REQUIRED WORK:
Repeat nothing but the lines below running from the one containing "Target: hillside vegetation" to the one containing "Target: gray cloud". Keep both end lines.

RECORDS SHOWN:
[Start of Attachment]

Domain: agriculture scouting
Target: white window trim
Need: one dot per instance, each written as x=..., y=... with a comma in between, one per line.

[End of Attachment]
[Start of Attachment]

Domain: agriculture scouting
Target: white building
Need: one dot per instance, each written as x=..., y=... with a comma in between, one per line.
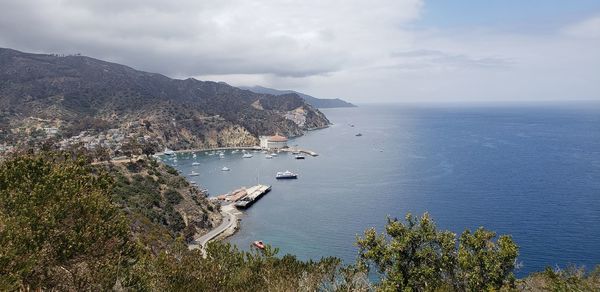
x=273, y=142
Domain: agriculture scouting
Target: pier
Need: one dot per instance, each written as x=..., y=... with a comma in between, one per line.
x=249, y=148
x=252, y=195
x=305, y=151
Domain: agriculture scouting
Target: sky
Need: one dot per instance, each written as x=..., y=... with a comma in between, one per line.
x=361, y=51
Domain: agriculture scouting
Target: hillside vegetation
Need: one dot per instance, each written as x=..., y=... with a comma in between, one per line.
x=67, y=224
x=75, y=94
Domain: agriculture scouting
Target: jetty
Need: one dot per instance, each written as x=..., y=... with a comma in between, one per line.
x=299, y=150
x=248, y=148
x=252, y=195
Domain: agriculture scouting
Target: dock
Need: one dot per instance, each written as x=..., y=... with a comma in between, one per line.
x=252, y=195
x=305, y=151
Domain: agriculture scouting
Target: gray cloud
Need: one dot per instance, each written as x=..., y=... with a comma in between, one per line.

[End of Attachment]

TASK SOLUTION:
Target: hillside vegetation
Need: one dot per instance, each written as x=..., y=... with a comma in between, one per line.
x=67, y=224
x=75, y=94
Domain: agriculture scouting
Target: jetty
Need: one dot per instance, each written as x=..., y=... with a comma in between, one per line.
x=299, y=150
x=248, y=148
x=252, y=195
Domain: agriculture scouting
Target: dock
Need: one dot per instance, each written as x=..., y=... with a comma in between, one per line.
x=252, y=195
x=305, y=151
Domain: agriculture scouting
Target: gray cloud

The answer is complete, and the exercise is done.